What to produce: Format all of the entries below as a two-column CSV with the header columns instruction and keypoint, one row per entry. Place each entry's text and its answer in separate quoted fields, replace line breaks with spaces, and omit the pictures.

Dataset excerpts:
/---

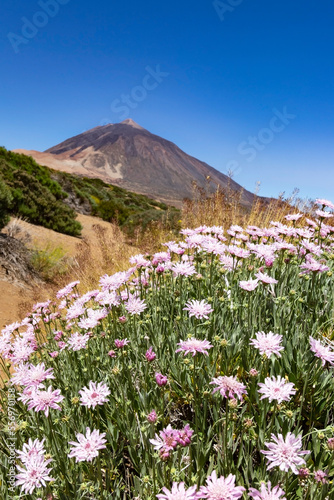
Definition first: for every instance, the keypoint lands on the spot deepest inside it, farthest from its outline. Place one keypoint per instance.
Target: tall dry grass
(110, 249)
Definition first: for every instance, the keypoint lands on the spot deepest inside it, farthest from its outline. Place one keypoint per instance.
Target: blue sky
(245, 85)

\---

Response to the task:
instruction,keypoint
"Definition first: for every instance, the keypoint lands on the spot deepest inside it, farthest from its outline. Place one keypoint per instance. Target: tall dry grass","(110, 249)"
"Definition first: for every instance, the keypoint lands on the spot deepest inside it, farthest from its outline. Place one keypoint per instance. Target: blue sky","(245, 85)"